Exercise details:
Gather every line in the listing below that contains the string "mask", and copy each of those lines.

──────── Records for the task ────────

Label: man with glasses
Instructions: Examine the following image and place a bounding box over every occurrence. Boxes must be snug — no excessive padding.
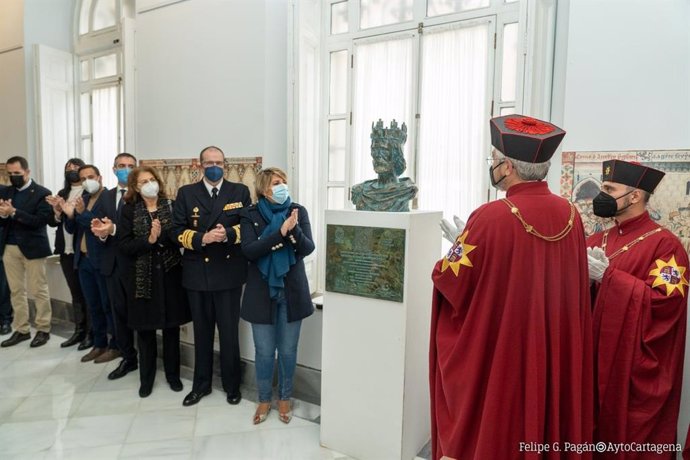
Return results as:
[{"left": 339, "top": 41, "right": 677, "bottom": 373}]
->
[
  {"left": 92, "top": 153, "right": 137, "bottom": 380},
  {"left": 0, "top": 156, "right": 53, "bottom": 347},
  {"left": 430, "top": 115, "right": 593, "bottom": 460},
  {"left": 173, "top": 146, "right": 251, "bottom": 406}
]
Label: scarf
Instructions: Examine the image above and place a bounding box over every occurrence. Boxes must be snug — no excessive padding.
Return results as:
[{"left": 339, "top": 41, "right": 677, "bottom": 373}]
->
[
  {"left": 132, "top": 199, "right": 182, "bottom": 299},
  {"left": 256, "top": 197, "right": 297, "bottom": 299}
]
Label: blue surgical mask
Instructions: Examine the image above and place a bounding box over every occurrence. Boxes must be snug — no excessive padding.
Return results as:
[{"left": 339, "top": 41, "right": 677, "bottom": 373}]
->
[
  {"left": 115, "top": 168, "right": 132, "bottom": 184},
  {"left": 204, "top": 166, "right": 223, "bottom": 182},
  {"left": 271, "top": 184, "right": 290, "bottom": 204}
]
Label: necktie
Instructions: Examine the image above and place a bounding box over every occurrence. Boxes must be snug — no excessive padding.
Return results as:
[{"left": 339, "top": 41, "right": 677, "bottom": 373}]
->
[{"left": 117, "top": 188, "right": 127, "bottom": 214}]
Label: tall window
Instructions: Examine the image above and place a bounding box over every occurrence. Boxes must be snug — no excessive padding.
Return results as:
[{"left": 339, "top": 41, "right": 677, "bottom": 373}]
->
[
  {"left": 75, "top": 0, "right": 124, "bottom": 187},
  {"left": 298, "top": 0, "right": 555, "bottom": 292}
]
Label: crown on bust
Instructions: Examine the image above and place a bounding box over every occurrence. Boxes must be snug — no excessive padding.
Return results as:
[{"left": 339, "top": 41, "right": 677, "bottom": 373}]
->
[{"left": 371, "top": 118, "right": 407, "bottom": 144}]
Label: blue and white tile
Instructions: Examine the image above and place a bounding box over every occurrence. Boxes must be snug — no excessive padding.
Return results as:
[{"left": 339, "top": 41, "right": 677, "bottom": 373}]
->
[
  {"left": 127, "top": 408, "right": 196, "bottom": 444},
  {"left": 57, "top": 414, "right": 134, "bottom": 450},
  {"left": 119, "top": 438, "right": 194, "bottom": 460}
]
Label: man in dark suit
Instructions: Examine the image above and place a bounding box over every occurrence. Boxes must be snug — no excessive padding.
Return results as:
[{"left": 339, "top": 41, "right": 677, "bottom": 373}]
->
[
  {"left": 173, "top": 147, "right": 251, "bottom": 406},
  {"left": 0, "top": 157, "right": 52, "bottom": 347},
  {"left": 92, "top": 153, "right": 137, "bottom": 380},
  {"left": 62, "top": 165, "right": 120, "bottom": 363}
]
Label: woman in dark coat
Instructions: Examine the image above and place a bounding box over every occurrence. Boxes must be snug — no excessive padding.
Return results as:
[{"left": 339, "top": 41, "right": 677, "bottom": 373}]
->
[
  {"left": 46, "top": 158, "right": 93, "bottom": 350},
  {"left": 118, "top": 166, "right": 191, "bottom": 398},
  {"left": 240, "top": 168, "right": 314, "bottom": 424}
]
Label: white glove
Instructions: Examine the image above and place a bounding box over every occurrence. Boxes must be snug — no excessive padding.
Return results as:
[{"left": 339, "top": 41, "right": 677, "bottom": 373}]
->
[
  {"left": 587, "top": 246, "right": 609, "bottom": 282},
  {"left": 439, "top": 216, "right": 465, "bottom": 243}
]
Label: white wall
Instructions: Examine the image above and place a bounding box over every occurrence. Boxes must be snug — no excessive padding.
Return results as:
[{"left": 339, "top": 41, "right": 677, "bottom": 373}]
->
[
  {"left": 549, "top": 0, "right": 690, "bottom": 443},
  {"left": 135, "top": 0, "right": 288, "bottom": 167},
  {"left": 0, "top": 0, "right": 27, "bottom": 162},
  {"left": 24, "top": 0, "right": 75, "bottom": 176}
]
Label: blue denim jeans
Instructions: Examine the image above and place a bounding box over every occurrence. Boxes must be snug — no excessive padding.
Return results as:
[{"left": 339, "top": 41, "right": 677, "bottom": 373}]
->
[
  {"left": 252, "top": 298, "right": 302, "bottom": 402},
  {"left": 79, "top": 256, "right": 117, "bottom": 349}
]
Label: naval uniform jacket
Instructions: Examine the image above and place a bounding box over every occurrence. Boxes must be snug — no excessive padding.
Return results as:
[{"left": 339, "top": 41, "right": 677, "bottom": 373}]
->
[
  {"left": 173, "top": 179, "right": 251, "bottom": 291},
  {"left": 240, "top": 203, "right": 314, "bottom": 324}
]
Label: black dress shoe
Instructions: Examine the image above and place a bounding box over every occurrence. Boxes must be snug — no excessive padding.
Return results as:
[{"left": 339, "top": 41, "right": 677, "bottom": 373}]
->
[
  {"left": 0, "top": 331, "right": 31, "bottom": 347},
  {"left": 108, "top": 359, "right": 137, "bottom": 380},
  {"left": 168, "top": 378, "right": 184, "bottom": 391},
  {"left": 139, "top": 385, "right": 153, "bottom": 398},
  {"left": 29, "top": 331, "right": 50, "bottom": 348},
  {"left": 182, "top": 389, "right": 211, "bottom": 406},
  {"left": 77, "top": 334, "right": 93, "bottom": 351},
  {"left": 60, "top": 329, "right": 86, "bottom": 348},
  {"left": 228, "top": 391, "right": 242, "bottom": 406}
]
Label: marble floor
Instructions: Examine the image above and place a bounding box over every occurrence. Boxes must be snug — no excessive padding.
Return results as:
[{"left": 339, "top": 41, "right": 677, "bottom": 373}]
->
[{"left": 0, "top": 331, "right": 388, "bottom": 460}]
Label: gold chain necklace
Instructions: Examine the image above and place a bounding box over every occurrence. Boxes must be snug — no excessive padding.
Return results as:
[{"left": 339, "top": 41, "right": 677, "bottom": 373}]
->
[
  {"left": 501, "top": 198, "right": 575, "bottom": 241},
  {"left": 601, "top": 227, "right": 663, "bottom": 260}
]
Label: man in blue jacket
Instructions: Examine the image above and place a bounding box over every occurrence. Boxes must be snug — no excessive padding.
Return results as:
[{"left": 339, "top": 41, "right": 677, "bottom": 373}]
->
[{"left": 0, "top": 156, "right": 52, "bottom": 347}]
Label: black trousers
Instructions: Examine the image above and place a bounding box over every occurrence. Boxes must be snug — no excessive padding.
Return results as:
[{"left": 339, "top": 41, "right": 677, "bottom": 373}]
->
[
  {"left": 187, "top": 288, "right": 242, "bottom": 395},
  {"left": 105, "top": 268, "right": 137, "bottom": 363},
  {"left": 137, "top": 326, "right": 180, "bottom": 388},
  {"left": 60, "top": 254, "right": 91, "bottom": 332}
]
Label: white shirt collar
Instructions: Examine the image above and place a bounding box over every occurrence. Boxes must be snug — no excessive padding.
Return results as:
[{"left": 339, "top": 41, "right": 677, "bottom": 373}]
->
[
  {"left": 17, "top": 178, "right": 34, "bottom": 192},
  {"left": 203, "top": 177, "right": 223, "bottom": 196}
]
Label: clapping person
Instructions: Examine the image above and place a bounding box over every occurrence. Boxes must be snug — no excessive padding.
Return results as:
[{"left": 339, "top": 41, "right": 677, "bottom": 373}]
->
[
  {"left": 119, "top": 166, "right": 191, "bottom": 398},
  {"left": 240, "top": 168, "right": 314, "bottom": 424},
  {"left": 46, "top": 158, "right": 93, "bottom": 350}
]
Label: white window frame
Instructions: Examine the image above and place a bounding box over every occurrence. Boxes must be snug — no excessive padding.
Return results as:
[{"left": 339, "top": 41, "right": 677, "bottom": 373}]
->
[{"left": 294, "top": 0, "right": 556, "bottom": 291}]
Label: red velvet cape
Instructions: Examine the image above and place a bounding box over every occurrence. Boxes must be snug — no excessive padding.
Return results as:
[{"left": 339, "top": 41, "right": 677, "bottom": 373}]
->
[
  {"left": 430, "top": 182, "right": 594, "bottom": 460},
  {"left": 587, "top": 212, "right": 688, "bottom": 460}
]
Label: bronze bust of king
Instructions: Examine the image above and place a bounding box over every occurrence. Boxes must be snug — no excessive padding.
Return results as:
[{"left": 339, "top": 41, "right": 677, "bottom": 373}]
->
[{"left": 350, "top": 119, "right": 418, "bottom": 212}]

────────
──────── Records for the task ────────

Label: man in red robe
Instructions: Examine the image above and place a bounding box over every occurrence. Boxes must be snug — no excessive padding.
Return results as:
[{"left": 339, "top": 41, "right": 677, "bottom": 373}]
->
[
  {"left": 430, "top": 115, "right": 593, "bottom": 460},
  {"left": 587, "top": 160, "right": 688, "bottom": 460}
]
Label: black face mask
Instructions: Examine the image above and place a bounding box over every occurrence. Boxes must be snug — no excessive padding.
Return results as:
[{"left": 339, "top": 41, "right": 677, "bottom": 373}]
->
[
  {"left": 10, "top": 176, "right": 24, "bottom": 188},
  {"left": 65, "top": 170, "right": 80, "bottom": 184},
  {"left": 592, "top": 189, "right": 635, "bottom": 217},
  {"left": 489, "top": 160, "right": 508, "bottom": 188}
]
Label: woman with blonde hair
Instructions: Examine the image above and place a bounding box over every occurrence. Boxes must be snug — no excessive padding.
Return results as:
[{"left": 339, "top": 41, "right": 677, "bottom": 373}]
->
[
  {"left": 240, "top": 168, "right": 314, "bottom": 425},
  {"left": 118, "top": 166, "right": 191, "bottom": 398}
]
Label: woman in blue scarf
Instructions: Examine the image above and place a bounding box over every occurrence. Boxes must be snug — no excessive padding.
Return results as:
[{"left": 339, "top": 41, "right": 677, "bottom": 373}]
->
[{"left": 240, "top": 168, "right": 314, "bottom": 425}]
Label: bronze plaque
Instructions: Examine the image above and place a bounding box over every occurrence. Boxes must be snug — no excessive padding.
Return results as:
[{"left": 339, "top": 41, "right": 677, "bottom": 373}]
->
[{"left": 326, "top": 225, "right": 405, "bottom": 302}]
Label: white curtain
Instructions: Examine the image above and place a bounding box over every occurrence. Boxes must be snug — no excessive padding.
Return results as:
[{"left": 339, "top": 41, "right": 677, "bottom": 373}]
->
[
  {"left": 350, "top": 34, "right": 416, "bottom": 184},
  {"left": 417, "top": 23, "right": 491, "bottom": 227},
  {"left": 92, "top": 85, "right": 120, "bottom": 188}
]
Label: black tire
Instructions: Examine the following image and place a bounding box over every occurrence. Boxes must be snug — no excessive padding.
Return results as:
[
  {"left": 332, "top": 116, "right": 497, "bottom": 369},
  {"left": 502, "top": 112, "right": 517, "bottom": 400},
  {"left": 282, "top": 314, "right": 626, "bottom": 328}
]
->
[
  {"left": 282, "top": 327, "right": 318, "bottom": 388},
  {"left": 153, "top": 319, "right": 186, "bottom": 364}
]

────────
──────── Records for the task ────────

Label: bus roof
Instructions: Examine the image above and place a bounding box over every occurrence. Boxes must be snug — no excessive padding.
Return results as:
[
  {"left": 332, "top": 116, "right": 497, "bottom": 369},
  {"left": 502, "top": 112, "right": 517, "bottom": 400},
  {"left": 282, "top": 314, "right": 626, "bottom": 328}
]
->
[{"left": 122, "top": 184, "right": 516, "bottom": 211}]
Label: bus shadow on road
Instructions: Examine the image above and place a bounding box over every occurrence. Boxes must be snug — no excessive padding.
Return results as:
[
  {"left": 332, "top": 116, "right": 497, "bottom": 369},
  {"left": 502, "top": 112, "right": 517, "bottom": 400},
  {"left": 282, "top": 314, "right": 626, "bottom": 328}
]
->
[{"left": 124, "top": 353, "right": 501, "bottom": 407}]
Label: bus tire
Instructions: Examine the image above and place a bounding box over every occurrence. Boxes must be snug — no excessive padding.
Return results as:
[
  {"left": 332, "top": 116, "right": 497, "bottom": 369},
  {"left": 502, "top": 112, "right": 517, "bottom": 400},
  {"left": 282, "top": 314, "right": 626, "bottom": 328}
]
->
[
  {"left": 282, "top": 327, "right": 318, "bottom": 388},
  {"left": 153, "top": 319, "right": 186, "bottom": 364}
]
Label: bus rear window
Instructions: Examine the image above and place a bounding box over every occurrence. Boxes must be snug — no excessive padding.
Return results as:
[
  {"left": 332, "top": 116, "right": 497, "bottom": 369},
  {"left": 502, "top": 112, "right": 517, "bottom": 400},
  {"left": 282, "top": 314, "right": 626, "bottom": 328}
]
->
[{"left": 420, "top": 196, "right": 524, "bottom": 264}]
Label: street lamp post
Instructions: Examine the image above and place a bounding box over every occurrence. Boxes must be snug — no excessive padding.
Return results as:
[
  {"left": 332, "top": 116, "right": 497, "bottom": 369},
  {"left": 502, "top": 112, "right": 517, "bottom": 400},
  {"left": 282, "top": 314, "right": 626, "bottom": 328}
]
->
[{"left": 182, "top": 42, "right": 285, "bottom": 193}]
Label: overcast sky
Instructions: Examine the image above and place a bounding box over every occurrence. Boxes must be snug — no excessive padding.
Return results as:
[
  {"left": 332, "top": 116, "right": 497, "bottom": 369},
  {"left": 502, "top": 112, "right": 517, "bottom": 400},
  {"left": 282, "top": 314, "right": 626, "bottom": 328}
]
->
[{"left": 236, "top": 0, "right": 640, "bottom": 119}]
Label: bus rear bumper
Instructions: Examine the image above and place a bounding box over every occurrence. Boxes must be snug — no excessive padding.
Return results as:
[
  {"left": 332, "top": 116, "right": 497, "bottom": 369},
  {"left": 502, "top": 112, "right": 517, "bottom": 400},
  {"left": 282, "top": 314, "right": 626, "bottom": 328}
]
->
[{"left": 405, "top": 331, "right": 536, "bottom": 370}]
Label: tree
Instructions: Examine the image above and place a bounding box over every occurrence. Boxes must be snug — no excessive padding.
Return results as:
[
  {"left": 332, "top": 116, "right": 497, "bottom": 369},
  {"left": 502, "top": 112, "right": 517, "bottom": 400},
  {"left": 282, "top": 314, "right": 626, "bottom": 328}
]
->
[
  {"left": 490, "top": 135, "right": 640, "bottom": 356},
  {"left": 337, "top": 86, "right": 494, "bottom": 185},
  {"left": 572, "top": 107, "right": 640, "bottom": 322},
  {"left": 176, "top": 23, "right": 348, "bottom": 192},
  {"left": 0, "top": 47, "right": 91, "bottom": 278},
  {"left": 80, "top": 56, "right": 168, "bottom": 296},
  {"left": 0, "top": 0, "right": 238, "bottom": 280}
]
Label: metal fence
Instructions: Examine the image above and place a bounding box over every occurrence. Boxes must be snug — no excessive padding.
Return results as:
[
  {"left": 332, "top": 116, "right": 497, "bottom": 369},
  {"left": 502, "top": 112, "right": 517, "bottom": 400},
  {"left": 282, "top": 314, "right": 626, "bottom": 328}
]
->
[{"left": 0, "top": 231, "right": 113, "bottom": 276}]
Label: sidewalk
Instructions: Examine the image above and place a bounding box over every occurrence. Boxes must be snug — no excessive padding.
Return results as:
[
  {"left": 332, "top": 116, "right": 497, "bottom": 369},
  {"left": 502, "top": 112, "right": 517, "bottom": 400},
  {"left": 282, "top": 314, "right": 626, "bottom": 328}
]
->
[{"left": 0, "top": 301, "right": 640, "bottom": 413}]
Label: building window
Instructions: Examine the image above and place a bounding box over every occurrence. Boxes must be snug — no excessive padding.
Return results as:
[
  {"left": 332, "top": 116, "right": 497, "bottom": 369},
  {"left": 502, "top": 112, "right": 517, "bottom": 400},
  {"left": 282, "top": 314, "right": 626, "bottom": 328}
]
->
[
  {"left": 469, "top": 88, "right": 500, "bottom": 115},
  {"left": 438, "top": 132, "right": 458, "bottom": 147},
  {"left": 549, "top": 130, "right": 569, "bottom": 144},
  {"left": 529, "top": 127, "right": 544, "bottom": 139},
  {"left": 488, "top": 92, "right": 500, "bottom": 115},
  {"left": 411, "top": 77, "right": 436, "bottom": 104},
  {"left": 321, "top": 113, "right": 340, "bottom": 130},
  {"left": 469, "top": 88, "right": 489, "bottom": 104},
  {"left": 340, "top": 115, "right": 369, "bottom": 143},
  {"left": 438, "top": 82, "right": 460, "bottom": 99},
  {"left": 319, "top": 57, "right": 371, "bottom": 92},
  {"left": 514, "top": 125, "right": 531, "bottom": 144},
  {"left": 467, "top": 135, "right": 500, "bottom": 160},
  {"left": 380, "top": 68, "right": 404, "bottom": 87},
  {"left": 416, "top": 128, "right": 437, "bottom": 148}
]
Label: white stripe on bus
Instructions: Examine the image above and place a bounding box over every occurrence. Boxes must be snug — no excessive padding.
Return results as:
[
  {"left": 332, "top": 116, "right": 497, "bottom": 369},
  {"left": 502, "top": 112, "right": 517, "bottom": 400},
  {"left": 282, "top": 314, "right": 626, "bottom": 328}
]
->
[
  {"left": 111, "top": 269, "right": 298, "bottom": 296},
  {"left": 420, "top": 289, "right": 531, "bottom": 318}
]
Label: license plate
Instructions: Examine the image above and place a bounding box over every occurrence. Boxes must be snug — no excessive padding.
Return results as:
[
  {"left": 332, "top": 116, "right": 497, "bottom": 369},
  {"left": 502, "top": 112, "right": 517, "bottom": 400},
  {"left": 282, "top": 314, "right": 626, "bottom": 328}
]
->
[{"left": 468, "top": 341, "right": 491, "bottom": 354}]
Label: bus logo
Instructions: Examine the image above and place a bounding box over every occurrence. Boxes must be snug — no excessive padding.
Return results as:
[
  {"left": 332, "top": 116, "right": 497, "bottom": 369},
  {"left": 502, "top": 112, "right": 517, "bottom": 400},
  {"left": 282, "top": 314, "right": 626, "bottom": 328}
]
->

────────

Reply to the task:
Label: blue surgical mask
Label: black face mask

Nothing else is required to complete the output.